- Opening Delimiter -

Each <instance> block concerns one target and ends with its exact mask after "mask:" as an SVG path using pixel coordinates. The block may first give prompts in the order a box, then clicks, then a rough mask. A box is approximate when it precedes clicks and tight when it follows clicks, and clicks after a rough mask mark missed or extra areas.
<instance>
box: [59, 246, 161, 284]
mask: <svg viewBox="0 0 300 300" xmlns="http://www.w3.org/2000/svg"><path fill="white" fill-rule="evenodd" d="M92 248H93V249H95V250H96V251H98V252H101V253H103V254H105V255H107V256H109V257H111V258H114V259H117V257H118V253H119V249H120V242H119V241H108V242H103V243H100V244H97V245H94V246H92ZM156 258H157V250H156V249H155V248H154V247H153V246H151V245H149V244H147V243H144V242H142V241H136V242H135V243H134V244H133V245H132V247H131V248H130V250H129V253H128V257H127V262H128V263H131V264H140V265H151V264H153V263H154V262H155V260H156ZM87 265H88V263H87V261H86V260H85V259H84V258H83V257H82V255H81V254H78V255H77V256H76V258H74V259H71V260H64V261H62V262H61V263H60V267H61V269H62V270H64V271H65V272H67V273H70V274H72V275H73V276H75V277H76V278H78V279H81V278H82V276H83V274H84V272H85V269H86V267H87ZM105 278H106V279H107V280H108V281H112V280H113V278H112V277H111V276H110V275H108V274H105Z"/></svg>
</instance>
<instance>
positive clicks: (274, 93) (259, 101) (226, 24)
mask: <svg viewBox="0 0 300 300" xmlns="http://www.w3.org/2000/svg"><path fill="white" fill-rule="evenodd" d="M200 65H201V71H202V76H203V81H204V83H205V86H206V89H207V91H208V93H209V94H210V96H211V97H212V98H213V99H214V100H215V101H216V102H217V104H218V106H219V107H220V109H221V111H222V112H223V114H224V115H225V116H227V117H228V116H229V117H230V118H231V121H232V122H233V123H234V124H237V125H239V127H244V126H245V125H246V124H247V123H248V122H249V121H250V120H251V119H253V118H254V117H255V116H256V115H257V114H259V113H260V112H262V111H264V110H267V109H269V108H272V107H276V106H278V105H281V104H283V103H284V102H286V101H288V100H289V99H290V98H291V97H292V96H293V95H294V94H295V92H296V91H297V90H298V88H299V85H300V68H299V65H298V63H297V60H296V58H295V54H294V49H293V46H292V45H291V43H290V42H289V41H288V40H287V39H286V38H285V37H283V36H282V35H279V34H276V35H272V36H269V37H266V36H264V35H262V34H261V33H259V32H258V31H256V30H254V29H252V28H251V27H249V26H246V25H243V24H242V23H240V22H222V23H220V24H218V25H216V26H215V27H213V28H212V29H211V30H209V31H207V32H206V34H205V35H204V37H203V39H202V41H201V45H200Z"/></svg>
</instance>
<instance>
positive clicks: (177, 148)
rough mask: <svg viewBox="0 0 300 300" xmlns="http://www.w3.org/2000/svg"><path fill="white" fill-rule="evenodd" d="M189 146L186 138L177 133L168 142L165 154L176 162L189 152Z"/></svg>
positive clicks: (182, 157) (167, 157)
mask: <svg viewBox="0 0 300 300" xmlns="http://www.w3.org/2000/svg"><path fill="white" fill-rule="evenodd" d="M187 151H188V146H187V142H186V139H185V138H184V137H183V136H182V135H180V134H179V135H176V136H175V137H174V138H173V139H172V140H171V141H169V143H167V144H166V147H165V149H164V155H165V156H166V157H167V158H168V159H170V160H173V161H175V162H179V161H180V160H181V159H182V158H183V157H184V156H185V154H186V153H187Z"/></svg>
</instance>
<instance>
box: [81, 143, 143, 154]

- Closing Delimiter -

Copy out exactly the line that holds "positive clicks: (182, 157) (167, 157)" and all remaining lines of the listing, both the first and the last included.

Written response:
positive clicks: (182, 157) (167, 157)
mask: <svg viewBox="0 0 300 300" xmlns="http://www.w3.org/2000/svg"><path fill="white" fill-rule="evenodd" d="M187 151H188V146H187V142H186V139H185V138H184V137H183V136H182V135H180V134H179V135H176V136H175V137H174V138H173V139H172V140H171V141H169V143H167V144H166V147H165V149H164V155H165V156H166V157H167V158H168V159H170V160H173V161H175V162H179V161H180V160H181V159H182V158H183V157H184V156H185V154H186V153H187Z"/></svg>
</instance>
<instance>
box: [81, 143, 143, 154]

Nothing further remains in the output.